++++ TASK MATERIAL
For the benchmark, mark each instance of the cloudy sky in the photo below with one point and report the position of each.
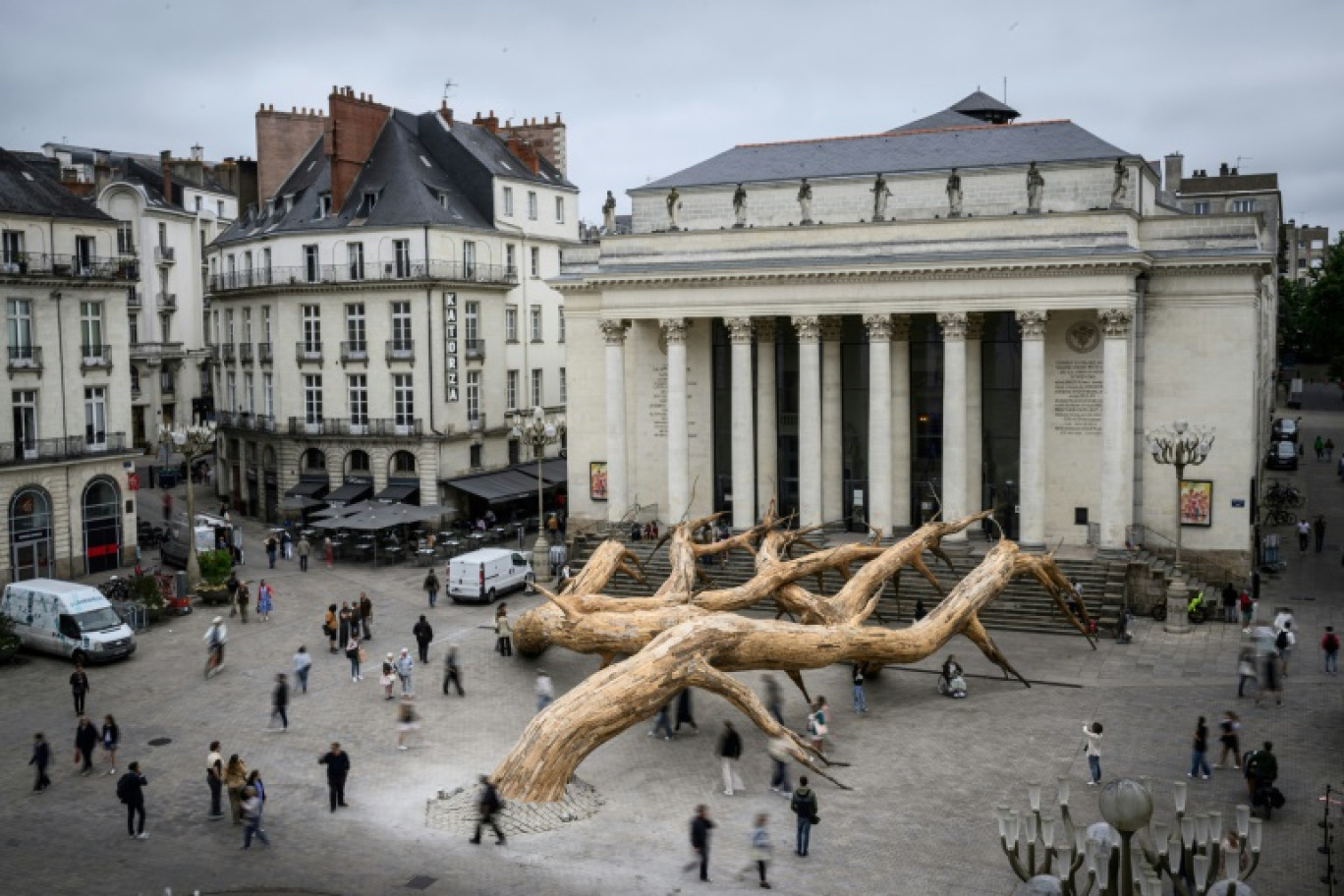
(650, 87)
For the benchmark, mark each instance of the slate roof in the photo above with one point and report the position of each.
(28, 191)
(897, 152)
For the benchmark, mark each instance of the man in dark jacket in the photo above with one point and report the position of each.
(338, 768)
(700, 827)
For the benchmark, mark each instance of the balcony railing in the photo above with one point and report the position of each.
(373, 427)
(25, 358)
(310, 274)
(61, 449)
(40, 265)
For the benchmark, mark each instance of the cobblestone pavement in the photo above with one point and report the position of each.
(926, 771)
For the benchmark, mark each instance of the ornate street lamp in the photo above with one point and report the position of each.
(536, 431)
(193, 442)
(1050, 862)
(1179, 445)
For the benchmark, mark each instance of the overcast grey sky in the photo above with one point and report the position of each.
(650, 87)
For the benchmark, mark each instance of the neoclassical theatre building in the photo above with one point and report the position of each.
(964, 311)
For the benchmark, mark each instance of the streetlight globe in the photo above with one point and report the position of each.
(1127, 805)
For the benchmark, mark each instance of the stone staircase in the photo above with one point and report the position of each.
(1023, 606)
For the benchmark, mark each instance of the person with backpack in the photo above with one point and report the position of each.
(804, 805)
(131, 793)
(1331, 647)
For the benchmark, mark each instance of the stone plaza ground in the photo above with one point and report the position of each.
(926, 771)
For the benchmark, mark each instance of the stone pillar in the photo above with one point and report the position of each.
(767, 426)
(744, 441)
(832, 431)
(1031, 456)
(877, 498)
(1116, 438)
(617, 458)
(975, 416)
(953, 496)
(679, 437)
(901, 420)
(810, 420)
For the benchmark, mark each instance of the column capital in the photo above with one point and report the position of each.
(613, 331)
(808, 326)
(1033, 324)
(879, 326)
(740, 329)
(674, 329)
(1114, 321)
(953, 326)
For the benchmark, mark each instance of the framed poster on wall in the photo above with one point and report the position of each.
(597, 479)
(1197, 503)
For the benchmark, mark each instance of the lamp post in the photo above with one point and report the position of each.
(193, 442)
(1118, 863)
(1179, 445)
(536, 431)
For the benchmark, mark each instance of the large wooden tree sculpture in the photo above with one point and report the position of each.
(682, 637)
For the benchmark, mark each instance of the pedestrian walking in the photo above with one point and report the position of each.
(1199, 750)
(857, 676)
(110, 736)
(1230, 736)
(80, 687)
(544, 690)
(700, 827)
(683, 712)
(1331, 650)
(1092, 750)
(236, 778)
(804, 805)
(131, 792)
(303, 664)
(406, 672)
(430, 586)
(86, 738)
(365, 615)
(486, 807)
(215, 781)
(265, 596)
(252, 818)
(280, 701)
(503, 632)
(42, 759)
(423, 633)
(452, 670)
(730, 750)
(338, 770)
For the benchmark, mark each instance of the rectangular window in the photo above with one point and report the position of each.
(355, 254)
(358, 398)
(95, 417)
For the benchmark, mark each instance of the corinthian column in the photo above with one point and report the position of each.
(810, 420)
(954, 504)
(744, 446)
(879, 422)
(1033, 424)
(1116, 438)
(617, 472)
(679, 438)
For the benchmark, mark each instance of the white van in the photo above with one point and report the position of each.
(485, 574)
(68, 620)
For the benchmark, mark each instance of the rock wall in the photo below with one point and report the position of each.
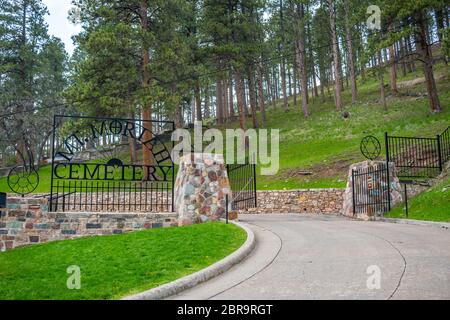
(200, 188)
(316, 201)
(27, 221)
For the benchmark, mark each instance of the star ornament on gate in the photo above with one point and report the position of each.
(370, 147)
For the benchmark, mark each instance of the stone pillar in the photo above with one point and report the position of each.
(395, 188)
(200, 188)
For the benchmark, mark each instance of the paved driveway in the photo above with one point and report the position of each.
(327, 257)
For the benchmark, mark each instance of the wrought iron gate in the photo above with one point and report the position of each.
(371, 190)
(92, 171)
(242, 179)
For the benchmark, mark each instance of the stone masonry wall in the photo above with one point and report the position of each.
(27, 221)
(319, 201)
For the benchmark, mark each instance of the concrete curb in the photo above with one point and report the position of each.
(443, 225)
(203, 275)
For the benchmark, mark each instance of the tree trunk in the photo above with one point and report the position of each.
(283, 60)
(427, 59)
(207, 110)
(225, 100)
(350, 62)
(145, 83)
(219, 101)
(300, 54)
(295, 80)
(231, 97)
(198, 102)
(381, 78)
(393, 63)
(252, 96)
(336, 62)
(239, 83)
(261, 101)
(132, 141)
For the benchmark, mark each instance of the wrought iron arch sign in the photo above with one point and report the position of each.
(91, 170)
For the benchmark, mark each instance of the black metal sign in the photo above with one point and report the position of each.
(92, 170)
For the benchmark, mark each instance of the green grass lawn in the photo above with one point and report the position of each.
(432, 205)
(115, 266)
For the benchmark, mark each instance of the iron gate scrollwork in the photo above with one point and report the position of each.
(242, 179)
(91, 169)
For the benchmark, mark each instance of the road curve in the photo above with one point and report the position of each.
(328, 257)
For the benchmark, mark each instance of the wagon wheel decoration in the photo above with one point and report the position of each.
(23, 180)
(370, 147)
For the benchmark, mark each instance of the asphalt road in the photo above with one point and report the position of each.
(327, 257)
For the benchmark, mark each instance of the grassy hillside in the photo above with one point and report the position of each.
(326, 143)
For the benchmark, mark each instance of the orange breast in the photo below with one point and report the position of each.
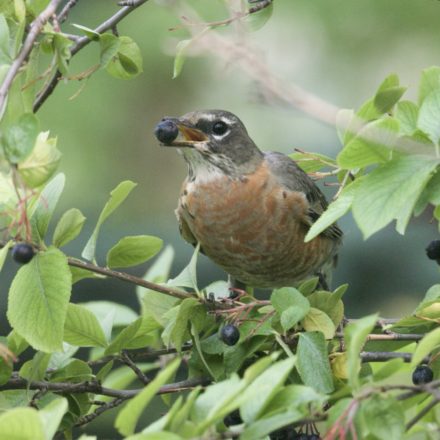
(253, 228)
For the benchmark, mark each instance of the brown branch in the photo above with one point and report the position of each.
(98, 411)
(35, 29)
(81, 43)
(18, 383)
(177, 293)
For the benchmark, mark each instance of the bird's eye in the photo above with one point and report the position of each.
(219, 127)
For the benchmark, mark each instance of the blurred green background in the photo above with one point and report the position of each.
(339, 50)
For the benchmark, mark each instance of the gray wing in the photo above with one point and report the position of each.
(292, 177)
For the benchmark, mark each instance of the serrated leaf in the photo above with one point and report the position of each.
(12, 426)
(179, 59)
(82, 328)
(258, 395)
(429, 116)
(391, 192)
(334, 211)
(429, 342)
(109, 45)
(313, 364)
(407, 114)
(317, 320)
(384, 416)
(38, 300)
(43, 161)
(188, 276)
(51, 416)
(355, 336)
(257, 20)
(429, 82)
(19, 138)
(372, 144)
(117, 196)
(127, 63)
(45, 207)
(134, 250)
(291, 306)
(68, 227)
(127, 418)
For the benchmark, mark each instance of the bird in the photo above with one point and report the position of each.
(248, 210)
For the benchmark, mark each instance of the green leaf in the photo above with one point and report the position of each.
(51, 416)
(188, 276)
(38, 300)
(257, 20)
(334, 211)
(12, 424)
(407, 114)
(384, 417)
(388, 94)
(390, 192)
(117, 196)
(42, 163)
(4, 253)
(127, 63)
(127, 418)
(82, 328)
(429, 116)
(61, 47)
(137, 329)
(313, 364)
(291, 305)
(89, 33)
(134, 250)
(257, 395)
(45, 206)
(355, 336)
(429, 342)
(317, 320)
(109, 45)
(179, 59)
(68, 227)
(187, 310)
(372, 144)
(19, 139)
(429, 82)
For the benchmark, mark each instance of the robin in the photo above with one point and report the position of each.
(249, 210)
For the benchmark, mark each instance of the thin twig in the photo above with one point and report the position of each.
(62, 16)
(81, 43)
(177, 293)
(125, 357)
(35, 29)
(98, 411)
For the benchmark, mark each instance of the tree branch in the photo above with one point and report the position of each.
(177, 293)
(35, 29)
(18, 383)
(81, 43)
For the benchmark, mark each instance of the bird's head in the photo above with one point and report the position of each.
(211, 139)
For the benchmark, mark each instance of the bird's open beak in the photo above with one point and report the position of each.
(188, 136)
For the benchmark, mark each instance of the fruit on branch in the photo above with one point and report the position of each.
(233, 418)
(422, 374)
(23, 253)
(229, 334)
(433, 250)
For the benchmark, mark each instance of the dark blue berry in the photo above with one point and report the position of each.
(433, 250)
(166, 131)
(422, 374)
(229, 334)
(22, 253)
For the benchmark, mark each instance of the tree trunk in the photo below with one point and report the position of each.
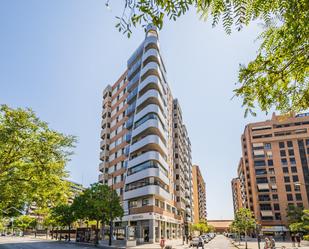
(97, 233)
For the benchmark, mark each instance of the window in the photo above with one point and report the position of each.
(289, 197)
(277, 216)
(284, 162)
(291, 152)
(272, 179)
(286, 179)
(260, 171)
(281, 144)
(259, 163)
(145, 202)
(296, 188)
(275, 197)
(157, 202)
(292, 161)
(298, 197)
(132, 204)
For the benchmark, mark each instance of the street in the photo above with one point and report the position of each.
(220, 242)
(31, 243)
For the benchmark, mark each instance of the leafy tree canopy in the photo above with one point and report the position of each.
(278, 76)
(32, 160)
(25, 221)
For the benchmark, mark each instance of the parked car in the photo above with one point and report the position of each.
(194, 242)
(205, 238)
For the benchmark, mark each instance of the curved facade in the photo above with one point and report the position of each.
(140, 157)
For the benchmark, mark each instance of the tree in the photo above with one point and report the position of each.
(25, 222)
(64, 214)
(202, 227)
(244, 222)
(294, 214)
(99, 203)
(302, 223)
(278, 76)
(32, 160)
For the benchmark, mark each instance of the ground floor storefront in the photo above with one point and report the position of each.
(150, 228)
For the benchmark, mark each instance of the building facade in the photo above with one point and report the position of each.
(138, 150)
(199, 195)
(273, 172)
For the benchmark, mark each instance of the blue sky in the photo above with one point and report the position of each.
(57, 56)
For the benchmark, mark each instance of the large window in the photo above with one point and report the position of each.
(147, 165)
(145, 182)
(259, 163)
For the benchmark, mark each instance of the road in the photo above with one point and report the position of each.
(220, 242)
(30, 243)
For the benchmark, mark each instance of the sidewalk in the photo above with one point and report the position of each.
(254, 245)
(176, 244)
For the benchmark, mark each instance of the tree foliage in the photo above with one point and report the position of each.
(202, 227)
(32, 160)
(25, 222)
(64, 215)
(243, 222)
(99, 203)
(278, 76)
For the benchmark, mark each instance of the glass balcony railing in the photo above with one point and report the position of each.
(129, 123)
(135, 67)
(130, 109)
(128, 137)
(132, 95)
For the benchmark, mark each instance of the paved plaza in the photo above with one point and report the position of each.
(279, 245)
(220, 242)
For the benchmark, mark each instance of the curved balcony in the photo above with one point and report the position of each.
(151, 126)
(153, 142)
(152, 108)
(152, 81)
(147, 190)
(150, 97)
(150, 155)
(154, 68)
(155, 172)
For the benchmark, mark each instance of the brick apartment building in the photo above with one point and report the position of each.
(273, 172)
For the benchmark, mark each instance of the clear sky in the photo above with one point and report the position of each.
(57, 56)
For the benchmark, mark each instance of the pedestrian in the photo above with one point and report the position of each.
(272, 243)
(267, 243)
(200, 242)
(297, 237)
(293, 239)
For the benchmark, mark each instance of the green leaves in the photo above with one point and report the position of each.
(32, 160)
(244, 220)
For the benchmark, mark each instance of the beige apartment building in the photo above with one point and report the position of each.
(273, 172)
(145, 149)
(199, 195)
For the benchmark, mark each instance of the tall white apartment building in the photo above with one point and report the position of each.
(145, 149)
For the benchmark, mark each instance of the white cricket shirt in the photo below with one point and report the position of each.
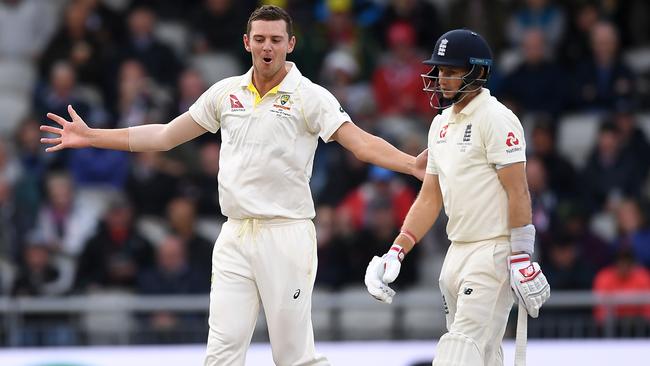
(268, 142)
(465, 149)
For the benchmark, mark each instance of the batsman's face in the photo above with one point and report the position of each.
(450, 79)
(269, 44)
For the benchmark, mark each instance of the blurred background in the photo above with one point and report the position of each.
(110, 248)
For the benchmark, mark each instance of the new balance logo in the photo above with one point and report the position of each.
(443, 47)
(511, 140)
(444, 305)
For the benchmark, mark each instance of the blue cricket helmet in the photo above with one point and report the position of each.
(458, 48)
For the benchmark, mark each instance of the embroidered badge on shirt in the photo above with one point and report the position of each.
(235, 104)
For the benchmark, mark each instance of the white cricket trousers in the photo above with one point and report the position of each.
(475, 284)
(267, 262)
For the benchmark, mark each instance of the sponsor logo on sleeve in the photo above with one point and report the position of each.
(443, 133)
(513, 143)
(235, 104)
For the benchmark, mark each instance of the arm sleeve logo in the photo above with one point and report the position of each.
(512, 140)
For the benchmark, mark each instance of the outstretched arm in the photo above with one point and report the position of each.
(153, 137)
(375, 150)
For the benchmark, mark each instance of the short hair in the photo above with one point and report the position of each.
(270, 12)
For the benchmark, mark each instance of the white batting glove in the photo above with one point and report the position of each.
(528, 283)
(382, 271)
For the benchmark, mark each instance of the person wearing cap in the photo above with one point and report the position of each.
(476, 169)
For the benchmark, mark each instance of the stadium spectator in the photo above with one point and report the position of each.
(609, 173)
(382, 184)
(538, 84)
(396, 82)
(114, 256)
(603, 81)
(181, 215)
(625, 276)
(541, 14)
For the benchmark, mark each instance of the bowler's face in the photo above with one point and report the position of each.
(269, 44)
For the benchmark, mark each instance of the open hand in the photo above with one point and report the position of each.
(74, 134)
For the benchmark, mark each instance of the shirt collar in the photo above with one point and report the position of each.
(288, 85)
(474, 104)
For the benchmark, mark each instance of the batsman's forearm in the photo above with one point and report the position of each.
(422, 215)
(136, 139)
(383, 154)
(519, 209)
(114, 139)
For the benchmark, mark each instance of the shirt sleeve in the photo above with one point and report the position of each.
(504, 139)
(323, 113)
(432, 167)
(206, 111)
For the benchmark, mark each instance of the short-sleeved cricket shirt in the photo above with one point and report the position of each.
(268, 142)
(465, 150)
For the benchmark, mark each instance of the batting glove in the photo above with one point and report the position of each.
(382, 271)
(528, 283)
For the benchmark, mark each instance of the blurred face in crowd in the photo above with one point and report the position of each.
(171, 255)
(536, 175)
(181, 215)
(625, 123)
(119, 217)
(608, 142)
(325, 218)
(218, 6)
(534, 46)
(75, 18)
(191, 85)
(269, 43)
(604, 42)
(210, 159)
(587, 17)
(62, 78)
(132, 80)
(37, 257)
(141, 23)
(59, 190)
(564, 255)
(629, 216)
(5, 191)
(29, 136)
(536, 4)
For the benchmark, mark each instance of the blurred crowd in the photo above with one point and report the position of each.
(90, 220)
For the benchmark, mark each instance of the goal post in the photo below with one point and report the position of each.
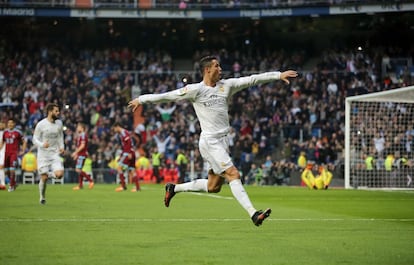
(379, 133)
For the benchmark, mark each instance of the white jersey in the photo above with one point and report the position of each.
(51, 132)
(211, 103)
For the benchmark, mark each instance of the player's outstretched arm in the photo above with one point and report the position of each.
(284, 76)
(133, 104)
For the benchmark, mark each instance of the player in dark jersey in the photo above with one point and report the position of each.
(12, 139)
(80, 155)
(126, 161)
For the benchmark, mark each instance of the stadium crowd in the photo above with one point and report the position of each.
(274, 120)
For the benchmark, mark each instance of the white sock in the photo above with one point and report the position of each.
(195, 185)
(42, 188)
(2, 177)
(241, 196)
(51, 175)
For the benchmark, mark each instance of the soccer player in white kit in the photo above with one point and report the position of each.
(2, 156)
(210, 101)
(48, 137)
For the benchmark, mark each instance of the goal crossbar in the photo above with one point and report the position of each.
(368, 119)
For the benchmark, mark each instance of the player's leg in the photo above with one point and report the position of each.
(43, 170)
(122, 166)
(134, 176)
(2, 173)
(80, 161)
(232, 175)
(11, 166)
(2, 178)
(308, 178)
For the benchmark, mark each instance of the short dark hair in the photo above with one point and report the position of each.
(116, 124)
(206, 62)
(51, 106)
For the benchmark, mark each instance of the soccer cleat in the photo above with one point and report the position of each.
(119, 189)
(169, 193)
(259, 216)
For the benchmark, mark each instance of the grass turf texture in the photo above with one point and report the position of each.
(101, 226)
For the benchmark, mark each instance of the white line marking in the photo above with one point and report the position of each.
(113, 220)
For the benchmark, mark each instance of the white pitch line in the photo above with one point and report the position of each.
(113, 220)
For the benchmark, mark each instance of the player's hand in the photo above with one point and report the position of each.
(133, 104)
(284, 76)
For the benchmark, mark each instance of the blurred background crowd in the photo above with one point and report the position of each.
(272, 124)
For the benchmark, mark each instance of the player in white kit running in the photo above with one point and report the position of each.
(210, 101)
(48, 137)
(2, 153)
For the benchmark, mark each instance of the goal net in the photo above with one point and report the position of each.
(379, 131)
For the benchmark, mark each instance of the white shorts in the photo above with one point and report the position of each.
(52, 164)
(2, 155)
(216, 152)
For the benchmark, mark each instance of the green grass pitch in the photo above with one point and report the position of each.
(101, 227)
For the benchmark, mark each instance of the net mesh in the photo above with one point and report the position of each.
(380, 154)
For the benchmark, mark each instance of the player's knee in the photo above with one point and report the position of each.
(214, 189)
++++++++
TASK GOAL:
Find the line containing "For the benchmark, mark each instance of the goal net" in the material above. Print it and every line after it through the end, exactly and only those.

ANSWER IN FULL:
For the benchmark, mark each instance of the goal net in the photo above with one point and report the position of each.
(379, 131)
For the benchmark, mark each instance of the white shorts in the photo above with one point and report the position of each.
(52, 164)
(2, 155)
(216, 152)
For the benchmark, mark each instance of the green grass pitch in the photo above with one point and report the position of each.
(101, 227)
For the benchmark, mark each instance of the net mesh in the photo above with one point and report the position of each.
(380, 154)
For the benchmark, mark each instance of the player's knee in the photo above with one point and report the position of each.
(214, 189)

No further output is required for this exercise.